- **解くべき課題**: いびき対策グッズの本文によると、鼻腔拡張テープが効果を持たないのはどのような原因のいびきか、答えてください。

- **提示本文**:

* * * *

今夜のいびきを少しでも和らげたい場合、市販の対策グッズが助けになることがあります。

ただしその効果と限界を理解し、根本的な解決にはならないことを知っておくことが重要です。

鼻腔拡張テープ|鼻詰まりによるいびきに

鼻に貼ることで鼻腔を広げ、鼻の通りを良くするテープです。アレルギー性鼻炎などによる鼻詰まりで口呼吸になり、いびきをかいている場合に即効性が期待できます。

手軽に試せるのが利点ですが、喉の奥の閉塞が原因のいびきには効果がありません。

口閉じテープ(マウステープ)|口呼吸の防止に

睡眠中に口が開いてしまうのを防ぎ、鼻呼吸を促すためのテープです。口呼吸による喉の乾燥や舌の落ち込みが原因のいびきに効果的な場合があります。

ただし、鼻が詰まっている状態で使用すると窒息の危険があるため、絶対に使用しないでください。

* * * *

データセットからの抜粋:
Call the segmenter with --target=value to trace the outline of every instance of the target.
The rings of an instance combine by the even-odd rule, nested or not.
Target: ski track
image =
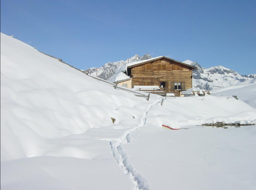
[[[148,113],[153,106],[157,105],[162,99],[159,97],[154,104],[150,104],[148,109],[143,114],[140,124],[135,127],[125,131],[119,139],[114,139],[109,141],[111,150],[113,158],[122,169],[125,175],[131,179],[134,185],[134,190],[150,190],[149,184],[147,180],[138,172],[131,164],[128,159],[128,155],[122,147],[122,144],[131,143],[131,139],[130,134],[133,131],[144,126],[146,124]]]

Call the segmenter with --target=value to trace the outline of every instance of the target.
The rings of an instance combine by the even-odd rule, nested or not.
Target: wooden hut
[[[113,77],[112,82],[131,88],[134,86],[157,86],[167,92],[177,93],[192,88],[192,71],[197,69],[194,66],[160,56],[128,64],[119,70],[123,72],[122,74],[125,76],[125,78],[117,80]]]

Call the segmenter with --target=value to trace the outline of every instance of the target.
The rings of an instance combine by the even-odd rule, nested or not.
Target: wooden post
[[[150,94],[148,93],[148,98],[147,98],[147,100],[148,101],[149,100],[149,96],[150,95]]]

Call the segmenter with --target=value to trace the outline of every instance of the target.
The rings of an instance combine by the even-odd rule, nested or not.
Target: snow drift
[[[204,155],[220,150],[214,140],[220,132],[204,131],[204,138],[200,135],[202,129],[194,130],[193,125],[250,123],[256,118],[255,109],[233,98],[170,98],[161,106],[162,98],[151,95],[147,101],[2,33],[0,48],[1,189],[167,189],[174,184],[178,167],[166,161],[182,158],[179,164],[183,167],[178,172],[182,176],[190,168],[184,162],[203,158],[209,163],[200,165],[204,170],[191,175],[187,182],[179,179],[182,178],[175,180],[177,188],[183,183],[183,189],[198,189],[193,181],[198,181],[198,176],[211,177],[208,171],[212,170],[212,160]],[[162,124],[190,129],[171,134]],[[249,146],[243,147],[244,155],[248,156],[255,144],[255,128],[232,132],[233,141],[244,144],[250,141]],[[222,137],[222,144],[227,144],[225,135]],[[207,148],[198,145],[204,138],[210,144]],[[180,155],[175,148],[174,153],[169,151],[174,149],[169,145],[175,140],[182,142],[175,147],[182,149]],[[183,149],[188,144],[192,147],[186,154]],[[240,150],[234,147],[230,151],[236,157]],[[214,157],[215,164],[221,162],[219,156]],[[256,160],[251,159],[250,167],[241,162],[232,165],[246,169],[243,173],[249,177],[246,181],[251,189],[255,187],[251,179],[253,173],[247,168],[255,167]],[[222,175],[222,167],[218,170],[220,177],[232,171]],[[215,187],[209,180],[198,184],[206,189]]]

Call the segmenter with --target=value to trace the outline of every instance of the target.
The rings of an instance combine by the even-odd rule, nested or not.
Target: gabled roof
[[[127,64],[127,68],[128,69],[128,68],[133,67],[134,66],[137,66],[138,65],[141,65],[142,64],[145,64],[147,63],[151,62],[152,61],[159,60],[160,59],[163,59],[163,58],[164,58],[165,59],[166,59],[169,60],[174,61],[177,63],[181,64],[183,65],[186,65],[186,66],[187,66],[189,67],[191,67],[191,68],[192,68],[192,70],[196,70],[196,69],[198,69],[198,68],[195,66],[192,66],[192,65],[189,65],[189,64],[186,64],[186,63],[184,63],[181,62],[180,61],[179,61],[178,60],[171,59],[170,58],[167,58],[167,57],[165,57],[165,56],[157,57],[156,58],[151,58],[151,59],[147,59],[145,60],[141,60],[141,61],[136,61],[135,62],[132,62],[132,63],[128,63]]]

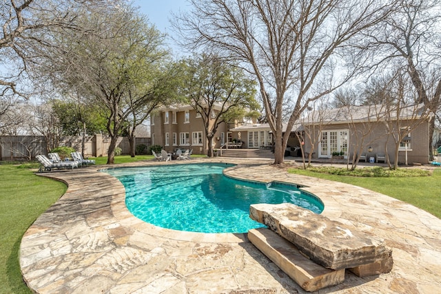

* * * *

- **解答**: 喉の奥の閉塞が原因のいびきです。